● Information shown:
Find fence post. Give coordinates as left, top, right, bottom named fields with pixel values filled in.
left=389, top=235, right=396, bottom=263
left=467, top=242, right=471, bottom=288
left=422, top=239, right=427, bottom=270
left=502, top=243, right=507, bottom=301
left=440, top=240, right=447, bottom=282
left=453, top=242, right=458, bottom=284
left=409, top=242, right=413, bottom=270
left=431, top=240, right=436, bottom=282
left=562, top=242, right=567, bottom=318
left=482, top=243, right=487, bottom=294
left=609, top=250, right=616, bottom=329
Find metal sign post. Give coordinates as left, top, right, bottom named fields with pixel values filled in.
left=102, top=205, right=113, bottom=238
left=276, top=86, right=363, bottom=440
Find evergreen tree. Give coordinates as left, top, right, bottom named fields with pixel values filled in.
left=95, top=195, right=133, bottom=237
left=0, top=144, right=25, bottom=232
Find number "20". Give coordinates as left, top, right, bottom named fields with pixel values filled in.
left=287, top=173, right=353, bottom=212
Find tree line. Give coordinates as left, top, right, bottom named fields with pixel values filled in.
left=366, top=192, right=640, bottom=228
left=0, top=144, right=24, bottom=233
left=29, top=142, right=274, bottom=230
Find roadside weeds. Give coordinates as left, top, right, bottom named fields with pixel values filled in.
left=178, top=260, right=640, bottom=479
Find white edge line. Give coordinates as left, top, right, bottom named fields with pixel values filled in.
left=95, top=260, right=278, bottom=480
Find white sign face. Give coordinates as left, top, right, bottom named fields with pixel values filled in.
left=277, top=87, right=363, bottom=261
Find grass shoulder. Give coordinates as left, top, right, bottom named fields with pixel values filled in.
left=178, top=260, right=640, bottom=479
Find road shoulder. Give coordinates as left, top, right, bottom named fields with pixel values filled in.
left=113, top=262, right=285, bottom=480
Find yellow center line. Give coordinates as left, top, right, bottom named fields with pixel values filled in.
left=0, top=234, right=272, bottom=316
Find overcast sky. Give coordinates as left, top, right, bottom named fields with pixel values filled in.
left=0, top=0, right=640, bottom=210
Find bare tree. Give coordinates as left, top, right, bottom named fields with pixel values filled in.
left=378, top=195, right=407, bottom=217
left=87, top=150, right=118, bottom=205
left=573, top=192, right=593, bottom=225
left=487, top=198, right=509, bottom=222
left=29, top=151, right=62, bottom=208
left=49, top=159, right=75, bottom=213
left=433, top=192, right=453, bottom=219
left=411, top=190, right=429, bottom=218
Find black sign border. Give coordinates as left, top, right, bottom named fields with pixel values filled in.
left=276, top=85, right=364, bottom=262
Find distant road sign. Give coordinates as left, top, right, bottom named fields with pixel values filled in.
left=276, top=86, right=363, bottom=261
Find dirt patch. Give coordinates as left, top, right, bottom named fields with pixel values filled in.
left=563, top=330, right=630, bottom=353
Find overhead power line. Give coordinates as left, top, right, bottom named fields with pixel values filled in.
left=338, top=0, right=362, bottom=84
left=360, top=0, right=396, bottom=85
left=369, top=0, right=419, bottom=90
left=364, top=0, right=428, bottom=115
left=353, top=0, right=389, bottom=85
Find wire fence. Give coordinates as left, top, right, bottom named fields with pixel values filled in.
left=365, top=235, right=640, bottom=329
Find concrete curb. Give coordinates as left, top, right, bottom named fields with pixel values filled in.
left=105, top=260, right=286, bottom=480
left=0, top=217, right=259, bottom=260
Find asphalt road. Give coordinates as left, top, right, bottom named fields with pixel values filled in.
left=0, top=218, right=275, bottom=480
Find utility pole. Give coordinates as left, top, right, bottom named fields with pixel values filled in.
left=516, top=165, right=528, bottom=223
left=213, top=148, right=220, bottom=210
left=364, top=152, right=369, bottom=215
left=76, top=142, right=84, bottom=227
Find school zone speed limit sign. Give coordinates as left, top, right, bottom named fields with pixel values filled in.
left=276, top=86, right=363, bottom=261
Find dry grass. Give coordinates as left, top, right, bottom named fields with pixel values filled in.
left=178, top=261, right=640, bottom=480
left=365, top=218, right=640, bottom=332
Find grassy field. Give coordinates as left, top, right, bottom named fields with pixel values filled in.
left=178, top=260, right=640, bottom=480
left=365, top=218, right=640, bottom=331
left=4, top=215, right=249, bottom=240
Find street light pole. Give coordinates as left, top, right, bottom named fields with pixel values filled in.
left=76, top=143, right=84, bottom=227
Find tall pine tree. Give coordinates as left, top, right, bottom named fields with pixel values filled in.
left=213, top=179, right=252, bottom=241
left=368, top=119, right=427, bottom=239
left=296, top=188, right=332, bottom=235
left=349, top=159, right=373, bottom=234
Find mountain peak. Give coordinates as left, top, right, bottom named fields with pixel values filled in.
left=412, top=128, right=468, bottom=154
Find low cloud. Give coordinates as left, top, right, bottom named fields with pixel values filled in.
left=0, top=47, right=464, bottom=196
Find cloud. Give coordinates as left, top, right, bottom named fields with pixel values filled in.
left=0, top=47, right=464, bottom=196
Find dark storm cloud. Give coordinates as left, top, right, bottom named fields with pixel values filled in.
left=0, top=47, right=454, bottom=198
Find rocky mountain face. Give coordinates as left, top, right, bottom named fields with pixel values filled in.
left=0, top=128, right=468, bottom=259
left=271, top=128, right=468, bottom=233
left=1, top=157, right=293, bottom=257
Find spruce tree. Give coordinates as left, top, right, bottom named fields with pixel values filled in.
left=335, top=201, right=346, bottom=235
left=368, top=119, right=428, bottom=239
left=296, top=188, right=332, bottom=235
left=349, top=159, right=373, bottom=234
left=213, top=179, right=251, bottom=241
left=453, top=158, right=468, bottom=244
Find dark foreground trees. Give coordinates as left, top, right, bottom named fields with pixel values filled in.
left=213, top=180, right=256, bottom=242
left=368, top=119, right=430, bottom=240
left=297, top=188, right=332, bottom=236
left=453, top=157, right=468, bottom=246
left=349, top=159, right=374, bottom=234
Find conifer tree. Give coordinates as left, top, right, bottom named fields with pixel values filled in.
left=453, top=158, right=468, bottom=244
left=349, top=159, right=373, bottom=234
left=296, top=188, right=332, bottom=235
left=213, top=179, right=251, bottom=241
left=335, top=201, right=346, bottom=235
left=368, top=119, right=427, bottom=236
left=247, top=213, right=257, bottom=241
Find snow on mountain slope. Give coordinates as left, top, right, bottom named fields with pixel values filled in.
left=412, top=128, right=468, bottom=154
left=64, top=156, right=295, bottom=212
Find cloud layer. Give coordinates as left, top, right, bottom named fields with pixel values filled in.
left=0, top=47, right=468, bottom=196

● Task description: Rewrite all of the material above as a two-column CSV with the headers input and output. Give one row per line beginning with "Find", with that line in input and the coordinate lines after it in output, each in a single quoted field with line breaks turned into spaces.

● The answer:
input,output
"Find fence post. Give coordinates as left, top, right, bottom named fields with pixel values filled in.","left=389, top=235, right=396, bottom=263 left=467, top=242, right=471, bottom=288 left=422, top=239, right=427, bottom=270 left=502, top=243, right=507, bottom=301 left=440, top=240, right=447, bottom=282 left=453, top=242, right=458, bottom=284 left=409, top=242, right=413, bottom=270 left=431, top=240, right=436, bottom=282 left=562, top=242, right=567, bottom=318 left=482, top=243, right=487, bottom=294 left=609, top=250, right=616, bottom=329"
"Find metal sign post. Give coordinates as left, top, right, bottom named fields with pixel values filled in.","left=102, top=205, right=113, bottom=238 left=276, top=86, right=363, bottom=440"
"Find evergreen tree. Give coordinates as left, top, right, bottom named fields with pixel values filled in.","left=95, top=195, right=133, bottom=237 left=0, top=144, right=25, bottom=232"
"Find number ""20"". Give coordinates as left, top, right, bottom named fields with pixel values filled in.","left=287, top=173, right=353, bottom=212"
"Find tree line. Give coordinates as left, top, right, bottom named fields with pixel values filled in.","left=366, top=192, right=640, bottom=228 left=0, top=144, right=24, bottom=233 left=29, top=142, right=274, bottom=230"
"Find roadside weeds. Give coordinates as left, top, right, bottom named fields with pixel values filled in.","left=178, top=260, right=640, bottom=479"
"Find white edge line. Give coordinates as left, top, right, bottom named fields with pixel values filled in.","left=95, top=260, right=278, bottom=480"
"Find white sign face. Give coordinates as left, top, right, bottom named fields with pixel values filled in.","left=277, top=87, right=363, bottom=261"
"Find grass shoulder. Give coordinates as left, top, right, bottom named fields with pixel values filled in.","left=178, top=260, right=640, bottom=479"
"Find road shoulder. Give coordinates as left, top, right, bottom named fields with pixel values filled in.","left=113, top=262, right=285, bottom=480"
"Find yellow center line. Give coordinates as left, top, right, bottom named fields with pixel values filled in.","left=0, top=234, right=272, bottom=316"
"Find overcast sky. Give coordinates as left, top, right, bottom named fields with pixel values filled in.","left=0, top=0, right=640, bottom=210"
"Find bare tree. Give coordinates as left, top, right, bottom named fields with pixel values filled in.","left=378, top=195, right=407, bottom=217 left=87, top=150, right=118, bottom=205 left=573, top=192, right=593, bottom=225 left=487, top=198, right=509, bottom=222 left=29, top=151, right=62, bottom=208 left=49, top=159, right=75, bottom=213 left=433, top=192, right=453, bottom=219 left=411, top=190, right=429, bottom=218"
"Find black sign border. Give coordinates as left, top, right, bottom named fields with pixel values filled in.","left=276, top=85, right=364, bottom=262"
"Find distant road sign. Give coordinates as left, top, right, bottom named fields with pixel values filled in.","left=276, top=86, right=363, bottom=261"
"Find dirt patch. Give coordinates as left, top, right, bottom named fields with pixel values filled in.","left=563, top=330, right=630, bottom=353"
"Find overhead power line. Give coordinates as left, top, right, bottom named fields with pixel values filled in.","left=338, top=0, right=362, bottom=84 left=360, top=0, right=396, bottom=85 left=369, top=0, right=419, bottom=90 left=364, top=0, right=428, bottom=115 left=353, top=0, right=389, bottom=85"
"Find wire fence. Give coordinates as left, top, right, bottom named fields with pixel values filled in.","left=365, top=235, right=640, bottom=329"
"Find concrete curb. Give coordinates as left, top, right, bottom named fields with pixel values filled in.","left=105, top=260, right=286, bottom=480 left=0, top=217, right=259, bottom=260"
"Find asphalt road. Give coordinates as left, top, right, bottom named fields with pixel values filled in.","left=0, top=218, right=275, bottom=480"
"Find utility pole. Give coordinates as left, top, right, bottom named fields with pixel values filled in.","left=516, top=165, right=528, bottom=223 left=213, top=148, right=220, bottom=210 left=364, top=152, right=369, bottom=215 left=76, top=142, right=84, bottom=227"
"Find school zone speed limit sign. Give coordinates as left, top, right, bottom named fields with pixel values filled in.","left=276, top=86, right=363, bottom=261"
"Find dry grass. Give coordinates as left, top, right, bottom named fields with pixel values filled in.","left=178, top=261, right=640, bottom=480 left=365, top=218, right=640, bottom=332"
"Find grassy field. Give coordinates as left, top, right, bottom named fields with pixel values filled in.","left=178, top=260, right=640, bottom=480 left=365, top=218, right=640, bottom=331 left=4, top=215, right=249, bottom=240"
"Find street light pole. Give coordinates as left, top, right, bottom named fields with pixel values filled in.","left=76, top=143, right=84, bottom=227"
"Find tall pine tree. Give coordinates as left, top, right, bottom named fields with pixel values filled in.","left=213, top=179, right=252, bottom=241 left=368, top=119, right=427, bottom=239 left=296, top=188, right=332, bottom=235 left=349, top=159, right=373, bottom=234"
"Find mountain peak. Give coordinates as left, top, right, bottom named fields with pixel values filled in.","left=412, top=128, right=468, bottom=154"
"Find low cloud. Give coordinates as left, top, right, bottom named fields with pixel values filled in.","left=0, top=47, right=464, bottom=196"
"Find cloud. Give coordinates as left, top, right, bottom named fields with pixel values filled in.","left=0, top=47, right=464, bottom=196"
"Find dark storm cloud. Give coordinates as left, top, right, bottom named fields with pixel values filled in.","left=0, top=47, right=454, bottom=198"
"Find rocky mountain face. Give coordinates as left, top, right, bottom named fields with pixel values filled in.","left=0, top=128, right=468, bottom=259 left=271, top=128, right=468, bottom=233 left=1, top=157, right=293, bottom=257"
"Find spruce tree. Give coordinates as left, top, right, bottom named fields with pixel values filled in.","left=335, top=201, right=346, bottom=235 left=368, top=119, right=428, bottom=239 left=296, top=188, right=332, bottom=235 left=349, top=159, right=373, bottom=234 left=213, top=179, right=251, bottom=241 left=453, top=158, right=468, bottom=244"
"Find dark foreground trees. Give coordinates as left, top, right, bottom named fields with pixel values filled in.","left=213, top=180, right=256, bottom=242 left=368, top=119, right=430, bottom=240 left=297, top=188, right=332, bottom=236 left=453, top=157, right=468, bottom=246 left=349, top=159, right=374, bottom=234"
"Find conifer tree. Give coordinates as left, top, right, bottom named fields with pixel values filled in.","left=453, top=158, right=468, bottom=244 left=349, top=159, right=373, bottom=234 left=296, top=188, right=332, bottom=235 left=213, top=179, right=251, bottom=241 left=335, top=201, right=346, bottom=235 left=368, top=119, right=427, bottom=236 left=247, top=213, right=257, bottom=241"
"Find snow on mountain slope. Give coordinates as left, top, right, bottom named fields with pixel values filled in.","left=412, top=128, right=468, bottom=154 left=64, top=156, right=295, bottom=212"
"Find cloud layer. Give coordinates as left, top, right, bottom named fields with pixel values filled in.","left=0, top=47, right=468, bottom=196"